--- Short exercise ---
Reproduce the part of the Japanese tea garden text from "Stone Japanese lanterns" up to and including "sea of pebbles.", changing "lanterns" to "lamps".

The garden is designed throughout to accurately replicate a Japanese tea garden, albeit on a smaller scale. It begins as one enters through a threshold (gate) and entices the visitors to enter into a more spiritual world, leaving the cares of their life behind. The gateway includes bamboo pieces on the doors.
At the entrance a plaque will welcome visitors reflecting the purpose inviting the visitors to “Waft with its Waters, Remain with its Rocks, Flow through its Flowers, Species upon species, spaced to grow, to bloom, to seed together, Divine with the dignity of their mutual respect, Affirming life, like Fujiya Kawashima.”
A weeping bald cypress tree welcomes the guests near the entrance. Other notable plants include a Japanese black pine, a Yoshino cherry tree which is very similar to the cherry trees in our nation’s capital, a leather leaf Japanese maple tree, wisteria and a bloodgood Japanese maple.
Stone Japanese lanterns will be placed under some of the trees.
In addition to the cut bamboo on the gate, bamboo shoots will be planted outside the back fence and grow there.
The exit gate connects visitors with the “Serenity Garden” area at Simpson Park, where there is a waterfall and pond.
Mrs. Kawashima says the path is purposely designed to allow visitors to meander and slowly enjoy the visit.
The garden includes a tsukubai or washbasin for ceremonial cleansing. The lanterns serve to guide the way and the machiai or waiting area is where guests prepare for sado, the tea ceremony.
In a tea garden the focus is on the natural world including boulders which depict the mountains, pebbles which represent streams or lakes and flat rocks representing islands in the sea of pebbles.
All those elements and other traditional items are all represented in the Simpson Park’s tea garden.

--- Provided material ---
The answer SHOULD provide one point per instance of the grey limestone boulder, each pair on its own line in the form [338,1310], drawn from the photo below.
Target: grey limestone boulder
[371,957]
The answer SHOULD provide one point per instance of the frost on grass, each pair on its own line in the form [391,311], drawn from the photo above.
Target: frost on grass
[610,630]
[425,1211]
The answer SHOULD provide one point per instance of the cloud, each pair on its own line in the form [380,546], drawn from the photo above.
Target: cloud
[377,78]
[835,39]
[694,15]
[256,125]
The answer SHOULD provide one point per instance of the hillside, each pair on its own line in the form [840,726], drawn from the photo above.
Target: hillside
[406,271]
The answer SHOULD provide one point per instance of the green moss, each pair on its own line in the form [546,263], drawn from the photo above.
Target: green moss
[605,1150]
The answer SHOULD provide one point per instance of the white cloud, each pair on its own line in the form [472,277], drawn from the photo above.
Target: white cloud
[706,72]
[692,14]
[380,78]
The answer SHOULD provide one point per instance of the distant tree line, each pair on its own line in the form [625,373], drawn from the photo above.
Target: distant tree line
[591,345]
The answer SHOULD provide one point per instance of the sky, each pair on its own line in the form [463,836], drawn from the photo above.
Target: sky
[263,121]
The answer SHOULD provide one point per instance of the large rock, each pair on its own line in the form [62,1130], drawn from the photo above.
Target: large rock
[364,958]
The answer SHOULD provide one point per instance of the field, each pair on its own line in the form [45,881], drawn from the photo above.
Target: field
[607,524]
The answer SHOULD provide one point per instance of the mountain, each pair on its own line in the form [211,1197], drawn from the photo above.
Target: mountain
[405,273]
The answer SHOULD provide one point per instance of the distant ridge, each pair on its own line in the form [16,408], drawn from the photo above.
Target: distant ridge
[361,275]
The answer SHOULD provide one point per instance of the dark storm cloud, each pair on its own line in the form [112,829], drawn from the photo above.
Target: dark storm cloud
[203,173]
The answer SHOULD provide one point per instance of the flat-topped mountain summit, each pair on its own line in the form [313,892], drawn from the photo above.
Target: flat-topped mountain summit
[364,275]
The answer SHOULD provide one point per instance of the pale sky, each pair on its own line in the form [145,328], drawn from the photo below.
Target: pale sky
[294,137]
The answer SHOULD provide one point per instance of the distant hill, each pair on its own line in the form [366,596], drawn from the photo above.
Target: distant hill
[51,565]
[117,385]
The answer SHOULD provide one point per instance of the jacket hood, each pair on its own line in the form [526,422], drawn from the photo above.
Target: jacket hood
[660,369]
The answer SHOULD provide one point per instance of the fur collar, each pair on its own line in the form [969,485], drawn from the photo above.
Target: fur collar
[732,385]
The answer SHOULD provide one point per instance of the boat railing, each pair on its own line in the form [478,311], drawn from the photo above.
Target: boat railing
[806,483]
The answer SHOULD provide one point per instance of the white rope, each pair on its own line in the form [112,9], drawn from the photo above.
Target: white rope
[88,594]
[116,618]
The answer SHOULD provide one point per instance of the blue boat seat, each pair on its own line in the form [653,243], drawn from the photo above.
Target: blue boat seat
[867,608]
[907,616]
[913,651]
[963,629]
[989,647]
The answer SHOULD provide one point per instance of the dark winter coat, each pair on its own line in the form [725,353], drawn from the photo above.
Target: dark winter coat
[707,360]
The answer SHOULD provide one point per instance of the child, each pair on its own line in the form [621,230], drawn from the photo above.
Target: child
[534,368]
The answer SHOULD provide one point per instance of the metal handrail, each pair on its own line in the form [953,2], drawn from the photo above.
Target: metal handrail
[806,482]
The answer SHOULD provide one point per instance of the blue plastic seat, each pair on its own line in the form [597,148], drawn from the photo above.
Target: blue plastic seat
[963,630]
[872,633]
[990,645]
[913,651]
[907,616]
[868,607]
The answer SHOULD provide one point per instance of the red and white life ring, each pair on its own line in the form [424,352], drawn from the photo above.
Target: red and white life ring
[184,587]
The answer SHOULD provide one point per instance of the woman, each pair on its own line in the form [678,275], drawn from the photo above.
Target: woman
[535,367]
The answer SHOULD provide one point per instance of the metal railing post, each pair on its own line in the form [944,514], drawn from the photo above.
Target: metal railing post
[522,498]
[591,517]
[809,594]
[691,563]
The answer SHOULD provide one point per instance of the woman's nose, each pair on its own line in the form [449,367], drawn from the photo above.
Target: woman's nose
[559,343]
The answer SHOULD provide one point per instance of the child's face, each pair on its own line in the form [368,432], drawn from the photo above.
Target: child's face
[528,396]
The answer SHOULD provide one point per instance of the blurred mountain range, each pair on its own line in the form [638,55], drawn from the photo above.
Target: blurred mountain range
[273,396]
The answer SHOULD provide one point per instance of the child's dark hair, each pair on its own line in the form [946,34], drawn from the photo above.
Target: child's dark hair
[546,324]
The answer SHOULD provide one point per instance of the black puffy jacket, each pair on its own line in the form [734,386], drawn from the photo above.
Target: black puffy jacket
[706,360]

--- Exercise solution ---
Stone Japanese lamps will be placed under some of the trees.
In addition to the cut bamboo on the gate, bamboo shoots will be planted outside the back fence and grow there.
The exit gate connects visitors with the “Serenity Garden” area at Simpson Park, where there is a waterfall and pond.
Mrs. Kawashima says the path is purposely designed to allow visitors to meander and slowly enjoy the visit.
The garden includes a tsukubai or washbasin for ceremonial cleansing. The lamps serve to guide the way and the machiai or waiting area is where guests prepare for sado, the tea ceremony.
In a tea garden the focus is on the natural world including boulders which depict the mountains, pebbles which represent streams or lakes and flat rocks representing islands in the sea of pebbles.